━━ 阅读材料

跳到内容

示例: 使用经过验证的引用回答问题

完整的代码示例请查看 examples/validated_citations/index.ts

概述

本示例演示了如何将 Instructor-js 与 Zod 验证器结合使用,以确保语言模型 (LM) 的每一个陈述都有提供的上下文中的直接引用作为支持,从而防止幻觉并确保引用的准确性。它定义了 TypeScript 函数和 Zod 架构来封装单个事实和整个答案的信息。

数据结构

Fact 架构

Fact 架构封装了单个陈述或事实。它包含两个属性

  • fact: 一个字符串,表示事实或陈述的主体。
  • substring_quote: 一个字符串列表。每个字符串都是来自上下文的直接引用,用于支持 fact。

验证方法: createFactWithContext

此方法动态创建一个 Fact 的 Zod 架构,并进行上下文依赖的验证。它使用正则表达式验证来源 (substring_quote),以查找每个子字符串引用在给定上下文中的范围。如果找不到范围,则从列表中删除该引用。

import Instructor from "@/instructor"
import { z } from "zod"


function createFactWithContext(dynamicContext: string) {
  return z.object({
    statement: z.string(),
    substring_quote: z.array(z.string()).transform((quotes) => {
      return quotes.flatMap((quote) => {
        const spans = getSpans(quote, dynamicContext);
        return spans.map(span => dynamicContext.substring(span[0], span[1]));
      });
    })
  });
}

function getSpans(quote: string, context: string): Array<[number, number]> {
  const matches: any = [];
  // Example regex search for simplicity; adjust according to your actual implementation
  const regex = new RegExp(quote, 'g');
  let match;

  while ((match = regex.exec(context)) !== null) {
    matches.push([match.index, regex.lastIndex]);
  }
  return matches.length > 0 ? matches : [];
}

QuestionAnswer 架构

此架构封装了问题及其对应的答案。它的存在是为了提供 OpenAI API 调用的响应结构。它包含两个属性

  • question: 提出的问题。
  • answer: 构成答案的 Fact 对象列表。
const QuestionAnswer = z.object({
  question: z.string(),
  answer: z.array(z.object({
    statement: z.string(),
    substring_quote: z.array(z.string()), // Basic structure without dynamic context validation
  }))
});
type QuestionAnswerType = z.infer<typeof QuestionAnswer>

验证方法: createQuestionAnswerWithContext

此方法动态生成一个 QuestionAnswer 的 Zod 架构,并进行上下文敏感的验证,确保答案列表中的每个 Fact 对象至少有一个有效的来源。如果 Fact 对象没有有效的来源,则将其从答案列表中删除。

━━━━
━━ 可用数据

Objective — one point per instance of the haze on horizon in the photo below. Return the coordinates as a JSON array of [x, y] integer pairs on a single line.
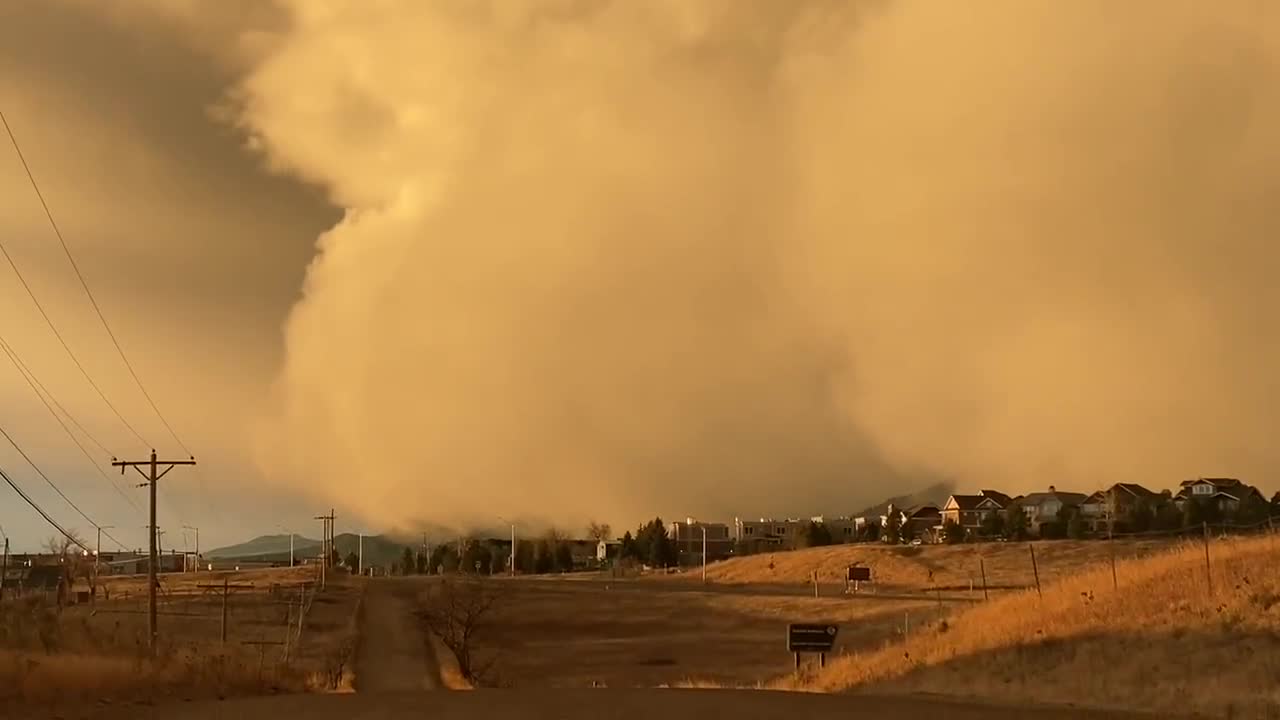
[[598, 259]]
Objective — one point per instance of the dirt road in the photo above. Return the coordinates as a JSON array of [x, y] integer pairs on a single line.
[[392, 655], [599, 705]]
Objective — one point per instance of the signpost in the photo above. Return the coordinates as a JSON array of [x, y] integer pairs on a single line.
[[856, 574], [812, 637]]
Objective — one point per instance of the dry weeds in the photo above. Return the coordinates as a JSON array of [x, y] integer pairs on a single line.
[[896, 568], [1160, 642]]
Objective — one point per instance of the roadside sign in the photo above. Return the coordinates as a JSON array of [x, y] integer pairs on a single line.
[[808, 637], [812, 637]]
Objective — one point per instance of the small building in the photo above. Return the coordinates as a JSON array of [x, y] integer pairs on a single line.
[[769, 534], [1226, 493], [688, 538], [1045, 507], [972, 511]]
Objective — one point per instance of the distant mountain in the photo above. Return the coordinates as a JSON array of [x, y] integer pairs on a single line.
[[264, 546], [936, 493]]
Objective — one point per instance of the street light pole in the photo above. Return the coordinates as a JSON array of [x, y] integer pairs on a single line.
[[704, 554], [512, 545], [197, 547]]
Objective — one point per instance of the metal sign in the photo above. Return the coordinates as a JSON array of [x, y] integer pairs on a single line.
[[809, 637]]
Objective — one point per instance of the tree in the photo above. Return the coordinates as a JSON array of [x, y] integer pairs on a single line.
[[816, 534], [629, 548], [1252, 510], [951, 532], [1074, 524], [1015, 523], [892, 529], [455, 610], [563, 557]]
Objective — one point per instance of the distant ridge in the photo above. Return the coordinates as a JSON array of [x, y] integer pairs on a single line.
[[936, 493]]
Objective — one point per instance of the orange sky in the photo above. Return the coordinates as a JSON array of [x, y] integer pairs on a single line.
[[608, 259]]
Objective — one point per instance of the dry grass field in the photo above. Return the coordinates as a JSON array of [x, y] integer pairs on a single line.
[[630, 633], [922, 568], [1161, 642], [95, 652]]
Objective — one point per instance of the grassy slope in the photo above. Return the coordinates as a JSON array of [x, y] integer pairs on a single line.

━━━━

> 练习任务
A) 将阅读材料中以"此方法动态创建一个"开头的段落改写为简短的要点列表,保留其主要事实。
B) 续写阅读材料中这篇关于用 Instructor-js 验证引用的说明,从最后一句之后接着往下写。

> 答案列表
A)
- 动态创建 Fact 的 Zod 架构,验证依赖上下文。
- 使用正则表达式验证来源(substring_quote)。
- 查找每个子字符串引用在给定上下文中的范围。
- 找不到范围的引用会从列表中删除。

B)
function createQuestionAnswerWithContext(dynamicContext: string) {
  const FactSchemaWithContext = createFactSchemaWithContext(dynamicContext);

  return z.object({
    question: z.string(),
    answer: z.array(FactSchemaWithContext).transform((answers) => {
      // Filter out any Facts that, after validation, have no valid quotes
      return answers.filter(fact => fact.substring_quote.length > 0);
    })
  });
}

询问 AI 的函数

askAI 函数

此函数接受一个字符串 question 和一个字符串 context,并返回一个 QuestionAnswer 对象。它使用 OpenAI API 和动态 Zod 架构进行验证。

import Instructor from "@/instructor"
import OpenAI from "openai"
import { z } from "zod"

const oai = new OpenAI({
  apiKey: process.env.OPENAI_API_KEY ?? undefined,
  organization: process.env.OPENAI_ORG_ID ?? undefined
})

const client = Instructor({
  client: oai,
  mode: "FUNCTIONS"
})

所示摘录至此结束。